# ACTION ITEM
Please write out the lines of the data exactly, beginning with the first and ending with the line containing "positive clicks: (720, 584)"; leave the pictures behind.

# MATERIAL PROVIDED

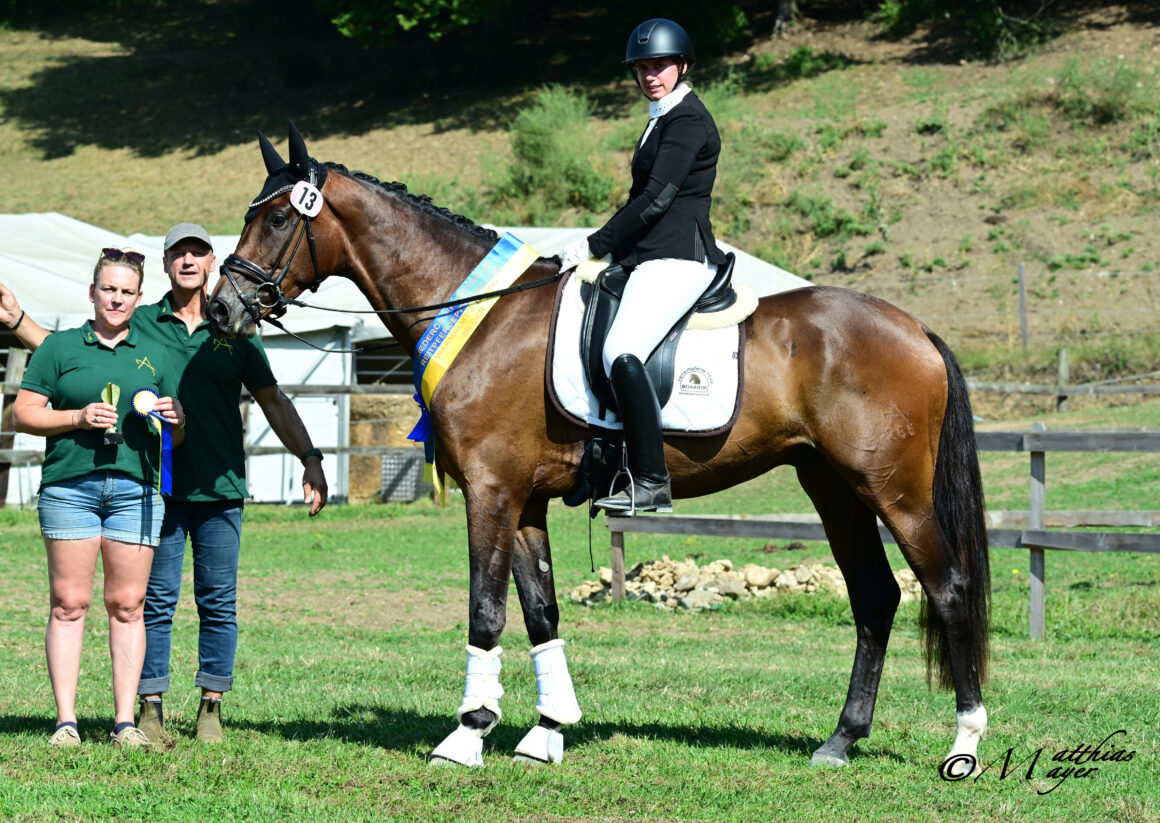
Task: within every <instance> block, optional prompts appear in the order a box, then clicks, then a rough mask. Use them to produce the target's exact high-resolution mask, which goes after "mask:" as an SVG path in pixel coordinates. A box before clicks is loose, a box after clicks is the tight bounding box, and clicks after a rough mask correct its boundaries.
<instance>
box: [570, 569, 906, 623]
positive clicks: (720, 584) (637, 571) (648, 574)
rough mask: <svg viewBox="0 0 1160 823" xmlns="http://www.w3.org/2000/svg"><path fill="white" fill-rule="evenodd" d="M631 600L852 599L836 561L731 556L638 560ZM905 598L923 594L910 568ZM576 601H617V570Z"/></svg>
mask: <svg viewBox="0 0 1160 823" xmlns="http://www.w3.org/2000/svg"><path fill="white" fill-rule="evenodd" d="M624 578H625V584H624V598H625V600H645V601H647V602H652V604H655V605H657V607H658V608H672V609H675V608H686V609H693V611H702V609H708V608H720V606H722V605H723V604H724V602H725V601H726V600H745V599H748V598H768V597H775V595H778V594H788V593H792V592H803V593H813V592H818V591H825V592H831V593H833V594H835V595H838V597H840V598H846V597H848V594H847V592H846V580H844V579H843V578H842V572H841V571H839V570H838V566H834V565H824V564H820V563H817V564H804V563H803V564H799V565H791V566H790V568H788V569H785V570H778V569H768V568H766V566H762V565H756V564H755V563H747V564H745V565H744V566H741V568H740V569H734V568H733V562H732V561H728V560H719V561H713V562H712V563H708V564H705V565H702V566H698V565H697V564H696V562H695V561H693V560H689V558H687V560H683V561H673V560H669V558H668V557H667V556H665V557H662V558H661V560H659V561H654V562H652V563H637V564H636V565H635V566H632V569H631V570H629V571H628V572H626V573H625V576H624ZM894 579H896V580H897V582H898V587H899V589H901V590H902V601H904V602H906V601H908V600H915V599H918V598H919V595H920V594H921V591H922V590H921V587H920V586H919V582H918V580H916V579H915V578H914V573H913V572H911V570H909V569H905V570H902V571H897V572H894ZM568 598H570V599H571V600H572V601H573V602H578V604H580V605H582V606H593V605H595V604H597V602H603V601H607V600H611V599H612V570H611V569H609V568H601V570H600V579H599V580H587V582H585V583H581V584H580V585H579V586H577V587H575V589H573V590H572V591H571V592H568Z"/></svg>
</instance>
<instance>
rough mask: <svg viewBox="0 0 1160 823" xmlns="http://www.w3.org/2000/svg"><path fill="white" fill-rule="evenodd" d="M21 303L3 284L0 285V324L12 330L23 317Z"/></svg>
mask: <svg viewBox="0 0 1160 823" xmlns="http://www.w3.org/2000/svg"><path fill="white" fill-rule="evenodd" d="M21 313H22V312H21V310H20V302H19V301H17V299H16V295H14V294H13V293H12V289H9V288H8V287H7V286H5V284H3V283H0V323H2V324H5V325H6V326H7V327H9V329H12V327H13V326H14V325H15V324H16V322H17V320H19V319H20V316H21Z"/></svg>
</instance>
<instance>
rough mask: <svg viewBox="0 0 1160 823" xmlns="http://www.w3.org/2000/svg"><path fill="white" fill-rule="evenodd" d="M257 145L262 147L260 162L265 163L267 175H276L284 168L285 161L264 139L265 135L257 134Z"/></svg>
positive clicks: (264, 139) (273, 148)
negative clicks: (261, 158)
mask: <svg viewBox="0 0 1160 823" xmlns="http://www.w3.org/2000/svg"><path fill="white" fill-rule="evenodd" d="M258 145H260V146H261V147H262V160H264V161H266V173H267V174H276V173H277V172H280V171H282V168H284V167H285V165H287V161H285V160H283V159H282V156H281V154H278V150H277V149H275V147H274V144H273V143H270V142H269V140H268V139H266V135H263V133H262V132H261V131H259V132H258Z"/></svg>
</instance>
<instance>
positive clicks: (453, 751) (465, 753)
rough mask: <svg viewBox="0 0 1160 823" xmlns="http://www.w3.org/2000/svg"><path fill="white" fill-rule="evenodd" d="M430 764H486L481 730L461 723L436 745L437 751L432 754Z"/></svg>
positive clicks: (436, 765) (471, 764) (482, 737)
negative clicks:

# WRITTEN REPLY
Task: within every <instance> block, optional prompts appear in the order a box, then clicks, then a rough mask. Use them to produce the target's exact high-resolution mask, which goes after "mask:" as an SVG path in pixel coordinates. A box before clicks is loose, a box after clicks is the tight bounding box, and clicks after a rough mask correct its boundaries.
<instance>
box: [570, 569, 906, 623]
positive clicks: (720, 584) (637, 571) (648, 574)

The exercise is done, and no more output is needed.